### [GIVEN RECORDS]
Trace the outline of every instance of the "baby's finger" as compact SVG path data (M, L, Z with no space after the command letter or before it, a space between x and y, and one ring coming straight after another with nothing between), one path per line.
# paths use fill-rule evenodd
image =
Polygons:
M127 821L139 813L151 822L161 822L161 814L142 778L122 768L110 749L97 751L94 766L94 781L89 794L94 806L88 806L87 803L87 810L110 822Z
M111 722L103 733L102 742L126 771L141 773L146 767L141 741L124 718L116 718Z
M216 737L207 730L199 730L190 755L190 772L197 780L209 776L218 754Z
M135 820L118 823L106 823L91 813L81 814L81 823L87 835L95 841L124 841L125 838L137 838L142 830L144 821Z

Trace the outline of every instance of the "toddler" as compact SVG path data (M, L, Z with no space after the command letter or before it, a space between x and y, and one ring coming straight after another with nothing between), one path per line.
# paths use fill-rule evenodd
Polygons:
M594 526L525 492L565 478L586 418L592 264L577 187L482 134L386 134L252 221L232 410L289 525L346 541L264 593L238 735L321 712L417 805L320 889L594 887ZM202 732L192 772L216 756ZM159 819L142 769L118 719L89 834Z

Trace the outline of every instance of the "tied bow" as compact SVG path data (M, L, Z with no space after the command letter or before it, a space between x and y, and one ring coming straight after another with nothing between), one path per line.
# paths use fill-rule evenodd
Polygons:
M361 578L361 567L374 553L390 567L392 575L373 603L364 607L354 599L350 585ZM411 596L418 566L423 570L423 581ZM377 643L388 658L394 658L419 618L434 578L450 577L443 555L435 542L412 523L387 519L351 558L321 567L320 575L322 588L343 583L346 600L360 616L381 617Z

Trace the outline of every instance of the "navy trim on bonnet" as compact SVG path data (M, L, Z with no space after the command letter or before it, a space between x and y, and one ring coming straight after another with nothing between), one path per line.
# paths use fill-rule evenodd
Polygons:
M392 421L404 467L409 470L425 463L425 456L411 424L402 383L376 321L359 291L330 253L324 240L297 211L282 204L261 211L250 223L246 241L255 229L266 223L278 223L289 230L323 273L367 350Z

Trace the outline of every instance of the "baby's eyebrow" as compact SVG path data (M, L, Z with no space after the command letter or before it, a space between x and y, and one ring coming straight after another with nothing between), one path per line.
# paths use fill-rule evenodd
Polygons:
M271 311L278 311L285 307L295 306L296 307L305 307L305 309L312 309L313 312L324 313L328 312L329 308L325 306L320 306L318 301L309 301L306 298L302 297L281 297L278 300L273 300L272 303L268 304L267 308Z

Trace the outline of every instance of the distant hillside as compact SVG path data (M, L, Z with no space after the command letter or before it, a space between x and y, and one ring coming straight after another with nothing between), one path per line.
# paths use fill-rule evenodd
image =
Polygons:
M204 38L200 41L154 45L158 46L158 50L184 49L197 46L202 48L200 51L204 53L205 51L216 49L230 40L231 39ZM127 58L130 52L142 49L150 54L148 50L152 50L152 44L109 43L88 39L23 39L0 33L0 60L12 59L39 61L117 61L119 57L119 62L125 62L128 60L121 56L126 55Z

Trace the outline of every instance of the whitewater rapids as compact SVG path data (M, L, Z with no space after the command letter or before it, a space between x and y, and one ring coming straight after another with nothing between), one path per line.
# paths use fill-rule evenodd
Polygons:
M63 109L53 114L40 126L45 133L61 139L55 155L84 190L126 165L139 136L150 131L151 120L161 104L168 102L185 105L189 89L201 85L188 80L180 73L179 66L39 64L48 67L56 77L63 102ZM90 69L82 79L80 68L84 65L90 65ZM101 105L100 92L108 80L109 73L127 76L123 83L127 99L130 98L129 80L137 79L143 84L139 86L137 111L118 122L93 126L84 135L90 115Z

### [EXERCISE BRIEF]
Format the lines from the beginning of the items up to and including the line that contains "M361 578L361 567L374" as a JSON list of strings, with one string per line and blank lines omitted.

### [THE RESULT]
[
  "Trace the outline of every instance of the \"baby's finger\" as compact SVG path data (M, L, Z with no space after the command letter or before it, a space between x and y, and one ring coming straight after another with nothing between), one path per line.",
  "# paths use fill-rule evenodd",
  "image =",
  "Polygons:",
  "M127 821L139 813L151 822L161 822L161 814L142 778L122 768L110 749L97 751L94 766L94 781L89 794L94 806L88 806L87 803L87 810L110 822Z",
  "M111 722L103 733L102 742L126 771L141 773L146 767L141 741L124 718L116 718Z",
  "M216 737L207 730L199 730L190 755L190 772L197 780L209 776L218 754Z",
  "M135 820L118 823L106 823L91 813L81 814L81 823L87 835L95 841L124 841L125 838L137 838L142 830L144 821Z",
  "Trace the outline of every instance of the \"toddler\" as compact SVG path data (M, L, Z with no space after the command letter or before it, a space between x and y, and one ring coming straight after another with nothing between), one path per line.",
  "# paths use fill-rule evenodd",
  "Polygons:",
  "M594 526L525 492L565 478L586 418L592 264L577 187L482 134L386 134L252 221L232 410L289 525L346 541L264 593L238 735L321 712L417 805L320 889L594 887ZM202 732L192 772L216 756ZM159 819L142 769L118 719L89 834Z",
  "Trace the outline of every instance of the \"tied bow\" as compact SVG path data (M, L, Z with no space after the command letter or before it, a space between x and y, and one ring coming straight after another with nothing between), one path per line.",
  "# paths use fill-rule evenodd",
  "Polygons:",
  "M361 578L361 567L374 553L390 567L392 575L373 603L364 607L354 599L350 585ZM411 596L418 566L423 570L423 581ZM377 643L388 658L394 658L419 618L434 578L450 577L443 555L435 542L412 523L387 519L351 558L321 567L320 575L322 588L343 583L346 600L360 616L381 617Z"
]